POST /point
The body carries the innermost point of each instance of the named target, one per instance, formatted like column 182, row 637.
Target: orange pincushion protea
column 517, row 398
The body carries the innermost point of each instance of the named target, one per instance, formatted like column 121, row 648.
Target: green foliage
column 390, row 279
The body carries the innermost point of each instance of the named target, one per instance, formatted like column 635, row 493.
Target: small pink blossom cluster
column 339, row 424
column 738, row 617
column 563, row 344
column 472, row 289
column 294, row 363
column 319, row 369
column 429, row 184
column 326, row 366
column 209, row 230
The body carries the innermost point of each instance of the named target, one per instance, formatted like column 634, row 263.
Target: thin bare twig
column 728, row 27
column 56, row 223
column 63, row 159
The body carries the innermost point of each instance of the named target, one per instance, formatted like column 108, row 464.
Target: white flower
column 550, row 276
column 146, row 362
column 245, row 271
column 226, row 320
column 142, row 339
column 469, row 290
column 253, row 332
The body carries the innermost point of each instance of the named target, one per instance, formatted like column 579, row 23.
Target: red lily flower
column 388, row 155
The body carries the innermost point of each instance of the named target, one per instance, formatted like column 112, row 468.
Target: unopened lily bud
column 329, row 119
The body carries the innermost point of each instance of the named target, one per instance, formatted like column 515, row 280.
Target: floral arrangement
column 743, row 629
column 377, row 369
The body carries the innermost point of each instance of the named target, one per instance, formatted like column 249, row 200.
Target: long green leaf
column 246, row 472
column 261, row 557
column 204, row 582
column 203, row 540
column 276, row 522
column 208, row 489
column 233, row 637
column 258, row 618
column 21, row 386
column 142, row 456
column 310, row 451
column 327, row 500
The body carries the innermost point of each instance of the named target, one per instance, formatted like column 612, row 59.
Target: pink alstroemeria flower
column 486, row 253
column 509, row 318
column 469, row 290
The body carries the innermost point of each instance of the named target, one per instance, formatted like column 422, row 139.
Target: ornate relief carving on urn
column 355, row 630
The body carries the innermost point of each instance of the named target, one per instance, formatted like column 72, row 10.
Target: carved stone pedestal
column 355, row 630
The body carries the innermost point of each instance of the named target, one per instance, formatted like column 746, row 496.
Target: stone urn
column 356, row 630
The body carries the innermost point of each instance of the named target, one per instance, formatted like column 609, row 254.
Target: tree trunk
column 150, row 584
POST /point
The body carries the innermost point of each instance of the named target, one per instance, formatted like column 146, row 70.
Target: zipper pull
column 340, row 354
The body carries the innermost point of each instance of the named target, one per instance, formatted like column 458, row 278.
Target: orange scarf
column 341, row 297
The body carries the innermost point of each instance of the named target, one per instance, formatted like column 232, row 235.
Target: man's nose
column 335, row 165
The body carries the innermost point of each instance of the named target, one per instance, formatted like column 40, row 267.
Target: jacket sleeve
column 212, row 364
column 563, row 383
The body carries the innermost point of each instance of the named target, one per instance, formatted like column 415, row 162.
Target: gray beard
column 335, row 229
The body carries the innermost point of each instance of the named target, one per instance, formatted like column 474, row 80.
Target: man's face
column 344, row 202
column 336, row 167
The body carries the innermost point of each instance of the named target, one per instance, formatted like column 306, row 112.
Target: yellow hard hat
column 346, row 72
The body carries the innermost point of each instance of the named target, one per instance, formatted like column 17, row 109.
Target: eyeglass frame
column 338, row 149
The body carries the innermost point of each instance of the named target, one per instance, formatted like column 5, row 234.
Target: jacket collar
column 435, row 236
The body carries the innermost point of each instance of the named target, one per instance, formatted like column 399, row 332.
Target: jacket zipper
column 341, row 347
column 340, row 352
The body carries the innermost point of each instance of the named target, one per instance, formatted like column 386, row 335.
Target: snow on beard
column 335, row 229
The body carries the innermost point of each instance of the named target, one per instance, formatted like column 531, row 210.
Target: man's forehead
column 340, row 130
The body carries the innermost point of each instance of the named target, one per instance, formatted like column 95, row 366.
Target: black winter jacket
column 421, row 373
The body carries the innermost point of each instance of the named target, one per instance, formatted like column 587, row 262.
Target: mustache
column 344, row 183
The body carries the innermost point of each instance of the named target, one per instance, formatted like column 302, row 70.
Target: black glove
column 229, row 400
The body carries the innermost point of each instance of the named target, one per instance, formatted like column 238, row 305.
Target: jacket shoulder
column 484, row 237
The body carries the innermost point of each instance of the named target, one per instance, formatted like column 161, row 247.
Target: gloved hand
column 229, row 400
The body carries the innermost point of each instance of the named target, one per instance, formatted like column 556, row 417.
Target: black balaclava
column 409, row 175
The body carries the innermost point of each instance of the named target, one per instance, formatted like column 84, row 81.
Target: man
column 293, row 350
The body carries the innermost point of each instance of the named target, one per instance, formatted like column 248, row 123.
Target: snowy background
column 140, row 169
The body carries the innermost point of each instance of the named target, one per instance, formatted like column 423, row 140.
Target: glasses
________________________
**TASK TO COMPLETE:**
Exactly as they appear, write out the lines from the one containing "302, row 70." through the final line of the entries above, both included.

**TASK ANSWER:**
The body carries the innermost point of each instance of the named target, one per instance, formatted like column 302, row 70.
Target: black glove
column 229, row 400
The body carries the innermost point of each instance of the named target, one per instance, formatted like column 238, row 305.
Target: jacket shoulder
column 484, row 237
The body carries the innermost point of each instance of the named target, one per instance, formatted like column 161, row 247.
Target: gloved hand
column 229, row 400
The body carries the innermost point of each instance of the named target, one per instance, formatted like column 556, row 417.
Target: black balaclava
column 409, row 175
The body carries the innermost point of each instance of the named target, one per instance, formatted like column 84, row 81.
Target: man
column 293, row 350
The body carries the innermost point of each instance of the named target, one per instance, formatted like column 248, row 123.
Target: snowy background
column 140, row 169
The body carries the innermost point of each instance of the named target, one per instance, formatted like column 423, row 140.
Target: glasses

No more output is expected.